**提示された文章**
_ _ _ _ _

今月の逸品・リクイリッツィア/甘草
学名(Glycyrrhiza glabra)を聞いただけではピンと来なくても、それがリクイリッツィアを得るために欠かせない植物・甘草だと知れば、がぜん興味が湧くはずです。
甘草は、地中海地域と境を接するアジア西方域が原産とされ、カラブリア州の一部で生育するこの植物の薬効は、11世紀にはすでに広く知られてました。
古くは、アリストテレスの弟子の一人で植物学の祖・テオプラストス(Teofrasto)が甘草に関する記載を残しています。
その中でテオプラストスは、アラブ人が馬乳のチーズを混ぜて砂漠の乾燥に耐えられるように甘草を栽培している様子を情熱的に記録しました。
カラブリア州産リクイリッツィアはEUからDOP(原産地名称保護)製品として認定を受けていますが、実はそのずっと前から他の追随を許さない高品質品として世界的に認知されてきました。
ブリタニカ国際大百科事典に「世界最高級品質のリクイリッツィア」として紹介されているように、カラブリア州産リクイリッツィアは長年にわたり高級な生薬として、南イタリア産の最も有名な商品として、薬局で販売される医療品として、カラブリア州の港からヨーロッパ各地へ出荷されてきました。
その中で19世紀ごろ生まれた「カラブリア州のリクイリッツィア(Liquirizia di Calabria)」の呼び名は、性質の全く異なるロシア産の物と区別するために使われるようになったものです。

_ _ _ _ _

**資料の抜粋**

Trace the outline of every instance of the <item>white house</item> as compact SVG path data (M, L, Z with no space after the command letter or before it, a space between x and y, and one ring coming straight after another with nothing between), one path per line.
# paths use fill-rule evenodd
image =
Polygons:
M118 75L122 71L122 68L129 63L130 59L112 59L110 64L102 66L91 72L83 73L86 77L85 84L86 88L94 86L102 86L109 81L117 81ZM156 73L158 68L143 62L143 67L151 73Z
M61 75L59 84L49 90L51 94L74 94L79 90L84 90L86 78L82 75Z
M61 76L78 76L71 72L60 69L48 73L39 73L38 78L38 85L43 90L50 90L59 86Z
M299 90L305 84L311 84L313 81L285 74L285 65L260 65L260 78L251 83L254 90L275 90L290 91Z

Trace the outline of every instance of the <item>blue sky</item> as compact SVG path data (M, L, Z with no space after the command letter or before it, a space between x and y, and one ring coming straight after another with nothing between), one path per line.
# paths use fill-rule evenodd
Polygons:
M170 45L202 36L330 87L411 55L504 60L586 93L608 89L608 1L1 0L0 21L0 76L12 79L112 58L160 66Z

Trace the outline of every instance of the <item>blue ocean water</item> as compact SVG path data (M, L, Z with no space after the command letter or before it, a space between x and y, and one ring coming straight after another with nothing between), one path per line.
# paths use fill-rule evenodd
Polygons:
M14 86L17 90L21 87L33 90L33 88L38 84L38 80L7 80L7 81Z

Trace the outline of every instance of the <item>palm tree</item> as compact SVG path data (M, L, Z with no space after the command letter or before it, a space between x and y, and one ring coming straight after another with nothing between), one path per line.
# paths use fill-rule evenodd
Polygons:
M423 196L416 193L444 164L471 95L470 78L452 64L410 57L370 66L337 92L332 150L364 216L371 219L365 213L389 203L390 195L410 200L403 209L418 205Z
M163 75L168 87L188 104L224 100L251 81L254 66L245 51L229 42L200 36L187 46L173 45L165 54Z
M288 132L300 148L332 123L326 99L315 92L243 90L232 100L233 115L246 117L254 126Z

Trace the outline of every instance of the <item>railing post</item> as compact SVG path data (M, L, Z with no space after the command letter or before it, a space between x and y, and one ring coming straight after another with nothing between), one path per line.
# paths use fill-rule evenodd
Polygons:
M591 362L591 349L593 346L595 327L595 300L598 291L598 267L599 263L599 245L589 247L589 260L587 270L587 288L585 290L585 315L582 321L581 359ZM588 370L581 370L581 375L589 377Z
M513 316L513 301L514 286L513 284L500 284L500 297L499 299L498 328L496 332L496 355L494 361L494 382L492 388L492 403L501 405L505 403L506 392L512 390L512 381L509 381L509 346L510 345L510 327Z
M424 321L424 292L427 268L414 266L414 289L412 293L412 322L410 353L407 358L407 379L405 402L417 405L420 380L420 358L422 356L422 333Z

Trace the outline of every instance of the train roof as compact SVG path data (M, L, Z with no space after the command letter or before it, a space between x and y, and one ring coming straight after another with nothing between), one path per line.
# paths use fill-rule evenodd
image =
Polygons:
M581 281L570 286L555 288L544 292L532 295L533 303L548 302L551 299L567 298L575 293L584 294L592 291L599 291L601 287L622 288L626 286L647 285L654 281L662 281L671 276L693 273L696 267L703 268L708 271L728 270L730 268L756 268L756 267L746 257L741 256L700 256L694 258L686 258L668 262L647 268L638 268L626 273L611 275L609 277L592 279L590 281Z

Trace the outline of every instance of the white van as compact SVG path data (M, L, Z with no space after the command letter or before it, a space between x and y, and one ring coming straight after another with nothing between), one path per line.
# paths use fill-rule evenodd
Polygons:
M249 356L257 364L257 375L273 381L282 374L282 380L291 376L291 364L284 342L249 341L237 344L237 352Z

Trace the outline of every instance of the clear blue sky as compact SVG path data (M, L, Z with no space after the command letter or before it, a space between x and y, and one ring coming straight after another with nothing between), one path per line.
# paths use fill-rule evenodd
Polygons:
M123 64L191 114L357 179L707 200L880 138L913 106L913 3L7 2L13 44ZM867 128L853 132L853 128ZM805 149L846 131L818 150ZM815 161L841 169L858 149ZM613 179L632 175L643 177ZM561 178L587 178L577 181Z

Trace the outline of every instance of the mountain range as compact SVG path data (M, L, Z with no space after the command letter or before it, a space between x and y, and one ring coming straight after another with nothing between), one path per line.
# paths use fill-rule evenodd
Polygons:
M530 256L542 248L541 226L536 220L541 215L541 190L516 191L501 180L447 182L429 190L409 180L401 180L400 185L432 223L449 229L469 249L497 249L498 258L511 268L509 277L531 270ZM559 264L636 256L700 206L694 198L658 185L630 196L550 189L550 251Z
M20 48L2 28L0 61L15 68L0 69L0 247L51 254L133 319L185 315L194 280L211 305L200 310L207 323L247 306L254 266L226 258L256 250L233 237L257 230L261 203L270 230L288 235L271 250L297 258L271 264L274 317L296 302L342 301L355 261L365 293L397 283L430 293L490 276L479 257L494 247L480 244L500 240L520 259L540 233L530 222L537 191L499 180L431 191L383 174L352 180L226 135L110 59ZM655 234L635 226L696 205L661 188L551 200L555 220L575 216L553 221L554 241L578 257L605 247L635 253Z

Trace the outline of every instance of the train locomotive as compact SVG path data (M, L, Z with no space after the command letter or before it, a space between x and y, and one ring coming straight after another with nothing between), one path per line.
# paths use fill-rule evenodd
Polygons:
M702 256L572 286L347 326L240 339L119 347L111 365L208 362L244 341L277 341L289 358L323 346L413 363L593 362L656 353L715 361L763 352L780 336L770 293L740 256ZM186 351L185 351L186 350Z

_ _ _ _ _

**資料を読み解く**
(A) 甘草の文章では、カラブリア州産リクイリッツィアはEUから何として認定を受けていますか。
(B) 甘草の文章から、「甘草は、地中海地域と境を接す」から「様子を情熱的に記録しました。」までをすべて一字一句変えずに抜き出してください。

**練習の解答**
(A) DOP(原産地名称保護)製品として認定を受けています。

(B)
甘草は、地中海地域と境を接するアジア西方域が原産とされ、カラブリア州の一部で生育するこの植物の薬効は、11世紀にはすでに広く知られてました。
古くは、アリストテレスの弟子の一人で植物学の祖・テオプラストス(Teofrasto)が甘草に関する記載を残しています。
その中でテオプラストスは、アラブ人が馬乳のチーズを混ぜて砂漠の乾燥に耐えられるように甘草を栽培している様子を情熱的に記録しました。